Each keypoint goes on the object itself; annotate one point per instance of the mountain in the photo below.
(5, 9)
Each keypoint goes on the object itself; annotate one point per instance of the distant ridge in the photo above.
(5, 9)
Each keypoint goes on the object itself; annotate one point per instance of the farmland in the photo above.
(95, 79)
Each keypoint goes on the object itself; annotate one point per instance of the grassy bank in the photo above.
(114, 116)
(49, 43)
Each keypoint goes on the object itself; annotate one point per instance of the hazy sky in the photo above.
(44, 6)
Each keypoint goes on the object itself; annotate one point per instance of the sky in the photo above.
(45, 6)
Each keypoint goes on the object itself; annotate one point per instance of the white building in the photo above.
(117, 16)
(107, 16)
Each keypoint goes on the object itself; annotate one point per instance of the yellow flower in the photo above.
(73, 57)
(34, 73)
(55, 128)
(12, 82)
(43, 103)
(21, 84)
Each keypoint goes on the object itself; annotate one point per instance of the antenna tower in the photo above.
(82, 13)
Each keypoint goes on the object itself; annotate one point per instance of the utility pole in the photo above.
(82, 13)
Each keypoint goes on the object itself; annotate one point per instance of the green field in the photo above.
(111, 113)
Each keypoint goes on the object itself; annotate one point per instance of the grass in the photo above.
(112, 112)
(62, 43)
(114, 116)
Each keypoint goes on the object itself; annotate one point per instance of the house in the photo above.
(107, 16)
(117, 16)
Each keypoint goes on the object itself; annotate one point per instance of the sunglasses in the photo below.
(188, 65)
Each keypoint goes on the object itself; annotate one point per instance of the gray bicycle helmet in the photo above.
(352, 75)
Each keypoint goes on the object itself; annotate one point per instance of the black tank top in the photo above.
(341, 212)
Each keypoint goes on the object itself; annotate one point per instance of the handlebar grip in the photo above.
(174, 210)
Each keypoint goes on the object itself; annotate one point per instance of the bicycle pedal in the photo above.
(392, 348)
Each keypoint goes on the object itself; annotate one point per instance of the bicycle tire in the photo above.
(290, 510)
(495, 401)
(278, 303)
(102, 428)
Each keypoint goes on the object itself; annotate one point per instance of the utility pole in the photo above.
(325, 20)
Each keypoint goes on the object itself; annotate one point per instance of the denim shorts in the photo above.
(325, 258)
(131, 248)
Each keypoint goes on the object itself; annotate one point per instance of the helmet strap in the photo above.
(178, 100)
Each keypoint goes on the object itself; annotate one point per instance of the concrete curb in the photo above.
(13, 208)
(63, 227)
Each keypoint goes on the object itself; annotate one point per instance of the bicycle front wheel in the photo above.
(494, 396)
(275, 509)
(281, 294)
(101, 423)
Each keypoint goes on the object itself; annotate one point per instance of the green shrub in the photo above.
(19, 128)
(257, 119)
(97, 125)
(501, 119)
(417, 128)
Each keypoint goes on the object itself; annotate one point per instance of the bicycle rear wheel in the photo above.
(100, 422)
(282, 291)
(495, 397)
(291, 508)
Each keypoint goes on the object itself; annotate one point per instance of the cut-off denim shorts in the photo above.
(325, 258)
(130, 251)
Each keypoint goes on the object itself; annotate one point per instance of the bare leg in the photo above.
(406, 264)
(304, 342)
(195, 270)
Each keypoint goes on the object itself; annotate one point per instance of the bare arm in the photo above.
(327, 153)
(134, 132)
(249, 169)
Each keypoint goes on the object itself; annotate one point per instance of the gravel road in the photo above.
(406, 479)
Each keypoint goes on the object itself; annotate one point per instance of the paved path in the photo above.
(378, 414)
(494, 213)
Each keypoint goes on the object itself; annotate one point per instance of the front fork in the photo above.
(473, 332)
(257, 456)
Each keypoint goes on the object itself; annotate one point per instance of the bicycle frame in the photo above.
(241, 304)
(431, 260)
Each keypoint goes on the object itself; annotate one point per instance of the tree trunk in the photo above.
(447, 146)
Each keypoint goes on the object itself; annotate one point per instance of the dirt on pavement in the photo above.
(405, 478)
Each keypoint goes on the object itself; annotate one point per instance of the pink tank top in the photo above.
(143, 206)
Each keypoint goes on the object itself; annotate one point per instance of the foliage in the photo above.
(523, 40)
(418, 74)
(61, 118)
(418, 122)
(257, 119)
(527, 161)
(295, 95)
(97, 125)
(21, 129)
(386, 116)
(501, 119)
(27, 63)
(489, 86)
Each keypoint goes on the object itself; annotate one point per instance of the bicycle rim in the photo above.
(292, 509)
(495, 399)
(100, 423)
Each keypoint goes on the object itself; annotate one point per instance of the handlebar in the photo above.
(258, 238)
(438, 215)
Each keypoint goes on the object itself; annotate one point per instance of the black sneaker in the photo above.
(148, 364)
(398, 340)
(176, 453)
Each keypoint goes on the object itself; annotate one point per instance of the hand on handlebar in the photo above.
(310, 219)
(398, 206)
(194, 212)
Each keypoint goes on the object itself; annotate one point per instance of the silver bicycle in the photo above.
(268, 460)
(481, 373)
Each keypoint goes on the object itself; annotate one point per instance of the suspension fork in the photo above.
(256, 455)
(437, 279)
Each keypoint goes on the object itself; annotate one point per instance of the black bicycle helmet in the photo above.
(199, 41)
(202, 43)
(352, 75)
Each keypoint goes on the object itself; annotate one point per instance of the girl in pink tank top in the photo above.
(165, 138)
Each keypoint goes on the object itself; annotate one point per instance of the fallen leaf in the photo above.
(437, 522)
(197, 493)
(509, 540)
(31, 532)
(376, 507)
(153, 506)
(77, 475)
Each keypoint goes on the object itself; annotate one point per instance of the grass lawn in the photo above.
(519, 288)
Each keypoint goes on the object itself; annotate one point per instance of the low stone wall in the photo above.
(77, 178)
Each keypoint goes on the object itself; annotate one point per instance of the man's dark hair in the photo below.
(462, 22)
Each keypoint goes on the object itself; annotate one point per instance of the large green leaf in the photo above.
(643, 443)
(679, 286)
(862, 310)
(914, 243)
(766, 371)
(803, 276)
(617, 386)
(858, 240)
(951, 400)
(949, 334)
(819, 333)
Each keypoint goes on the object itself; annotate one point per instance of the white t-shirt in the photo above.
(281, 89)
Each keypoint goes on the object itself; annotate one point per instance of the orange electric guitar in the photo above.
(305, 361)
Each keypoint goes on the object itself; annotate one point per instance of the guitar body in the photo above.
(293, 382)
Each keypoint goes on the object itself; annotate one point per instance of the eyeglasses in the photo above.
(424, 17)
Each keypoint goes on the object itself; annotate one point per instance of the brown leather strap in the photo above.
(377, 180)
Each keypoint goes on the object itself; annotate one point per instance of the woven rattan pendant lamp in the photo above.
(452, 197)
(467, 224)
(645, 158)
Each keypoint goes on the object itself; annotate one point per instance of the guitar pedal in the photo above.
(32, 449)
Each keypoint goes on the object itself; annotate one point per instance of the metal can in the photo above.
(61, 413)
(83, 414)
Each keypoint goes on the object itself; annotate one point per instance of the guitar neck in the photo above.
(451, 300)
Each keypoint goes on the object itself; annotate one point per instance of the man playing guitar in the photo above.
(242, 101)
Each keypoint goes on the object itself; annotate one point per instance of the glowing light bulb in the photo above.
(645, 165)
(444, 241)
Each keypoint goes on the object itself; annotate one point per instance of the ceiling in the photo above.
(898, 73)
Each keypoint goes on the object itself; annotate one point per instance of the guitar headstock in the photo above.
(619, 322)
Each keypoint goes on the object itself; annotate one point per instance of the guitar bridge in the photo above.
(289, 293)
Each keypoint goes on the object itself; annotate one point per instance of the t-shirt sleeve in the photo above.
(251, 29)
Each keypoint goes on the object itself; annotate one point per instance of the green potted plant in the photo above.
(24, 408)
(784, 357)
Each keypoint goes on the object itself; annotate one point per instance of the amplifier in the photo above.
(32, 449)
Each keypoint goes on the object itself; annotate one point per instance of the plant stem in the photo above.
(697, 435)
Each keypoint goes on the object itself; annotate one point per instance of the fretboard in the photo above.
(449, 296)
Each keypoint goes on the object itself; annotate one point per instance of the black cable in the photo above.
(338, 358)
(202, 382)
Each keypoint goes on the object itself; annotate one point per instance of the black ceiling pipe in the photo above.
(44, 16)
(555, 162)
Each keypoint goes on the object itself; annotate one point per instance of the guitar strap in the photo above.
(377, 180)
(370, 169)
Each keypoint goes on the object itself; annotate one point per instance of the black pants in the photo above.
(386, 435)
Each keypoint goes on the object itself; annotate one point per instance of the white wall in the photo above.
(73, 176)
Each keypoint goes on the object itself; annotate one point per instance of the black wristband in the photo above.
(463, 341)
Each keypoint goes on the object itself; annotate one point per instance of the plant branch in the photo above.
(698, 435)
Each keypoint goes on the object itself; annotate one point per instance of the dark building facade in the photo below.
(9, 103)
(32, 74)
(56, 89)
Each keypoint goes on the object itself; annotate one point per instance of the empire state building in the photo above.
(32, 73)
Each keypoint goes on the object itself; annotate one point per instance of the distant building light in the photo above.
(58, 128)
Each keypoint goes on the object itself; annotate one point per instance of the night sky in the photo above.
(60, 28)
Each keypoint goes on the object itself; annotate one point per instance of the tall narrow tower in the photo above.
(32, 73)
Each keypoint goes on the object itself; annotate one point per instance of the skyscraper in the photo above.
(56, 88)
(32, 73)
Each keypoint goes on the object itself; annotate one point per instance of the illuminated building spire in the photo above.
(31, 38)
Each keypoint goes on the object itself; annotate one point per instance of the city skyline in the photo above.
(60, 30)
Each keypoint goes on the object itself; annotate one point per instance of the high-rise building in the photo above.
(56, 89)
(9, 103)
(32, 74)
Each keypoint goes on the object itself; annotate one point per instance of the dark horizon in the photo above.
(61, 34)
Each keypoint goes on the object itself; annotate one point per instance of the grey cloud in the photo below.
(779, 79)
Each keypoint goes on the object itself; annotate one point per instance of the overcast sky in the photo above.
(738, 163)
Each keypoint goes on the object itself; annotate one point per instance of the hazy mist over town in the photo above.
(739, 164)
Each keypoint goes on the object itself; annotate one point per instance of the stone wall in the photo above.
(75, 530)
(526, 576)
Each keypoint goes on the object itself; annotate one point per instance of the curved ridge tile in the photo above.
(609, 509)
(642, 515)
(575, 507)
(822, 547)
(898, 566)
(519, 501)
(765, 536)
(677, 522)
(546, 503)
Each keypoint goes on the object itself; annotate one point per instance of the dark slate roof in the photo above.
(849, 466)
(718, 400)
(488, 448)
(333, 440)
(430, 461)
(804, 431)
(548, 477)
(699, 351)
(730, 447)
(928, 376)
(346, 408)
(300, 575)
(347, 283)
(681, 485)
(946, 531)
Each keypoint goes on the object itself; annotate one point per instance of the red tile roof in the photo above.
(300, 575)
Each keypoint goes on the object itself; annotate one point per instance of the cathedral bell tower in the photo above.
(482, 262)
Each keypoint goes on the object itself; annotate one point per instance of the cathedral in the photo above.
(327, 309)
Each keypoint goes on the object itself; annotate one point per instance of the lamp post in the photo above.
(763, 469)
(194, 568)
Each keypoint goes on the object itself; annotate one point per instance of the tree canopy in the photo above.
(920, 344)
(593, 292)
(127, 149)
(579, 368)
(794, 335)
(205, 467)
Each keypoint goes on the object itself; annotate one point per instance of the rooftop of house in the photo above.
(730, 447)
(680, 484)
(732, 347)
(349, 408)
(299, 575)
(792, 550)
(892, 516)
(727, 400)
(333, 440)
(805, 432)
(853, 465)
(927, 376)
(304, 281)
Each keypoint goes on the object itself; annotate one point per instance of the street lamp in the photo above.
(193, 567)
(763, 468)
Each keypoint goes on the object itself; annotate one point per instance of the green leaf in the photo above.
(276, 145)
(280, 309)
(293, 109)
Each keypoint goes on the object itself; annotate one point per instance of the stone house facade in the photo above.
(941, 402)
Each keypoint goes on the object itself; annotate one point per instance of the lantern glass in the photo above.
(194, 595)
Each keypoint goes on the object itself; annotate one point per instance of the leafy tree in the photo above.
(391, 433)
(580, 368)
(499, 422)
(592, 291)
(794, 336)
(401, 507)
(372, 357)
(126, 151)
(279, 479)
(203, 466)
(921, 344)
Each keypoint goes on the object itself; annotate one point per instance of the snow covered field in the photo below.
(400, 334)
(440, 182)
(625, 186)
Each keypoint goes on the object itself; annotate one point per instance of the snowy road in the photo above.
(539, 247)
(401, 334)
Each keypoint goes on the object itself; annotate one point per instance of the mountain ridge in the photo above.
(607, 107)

--- --- ---

_OBJECTIVE_: Give again only the lines of the material above that run from the one with "tree in the photo above." through the end, both included, exactly as they appear.

_FINAL RESULT_:
Each keypoint goes on the object itself; annotate one point per instance of the leafy tree in the photo above.
(391, 433)
(580, 368)
(499, 422)
(592, 291)
(794, 336)
(401, 507)
(372, 357)
(126, 151)
(279, 479)
(203, 466)
(921, 344)
Each keypoint goes on the object itself; annotate one point per instance of the snow covered field in the photo below.
(400, 334)
(440, 182)
(625, 186)
Each keypoint goes on the object itself; annotate one point per instance of the snowy road in the photo above.
(539, 247)
(401, 334)
Each keypoint goes on the object itself; annotate one point per instance of the mountain ridge in the photo above.
(607, 107)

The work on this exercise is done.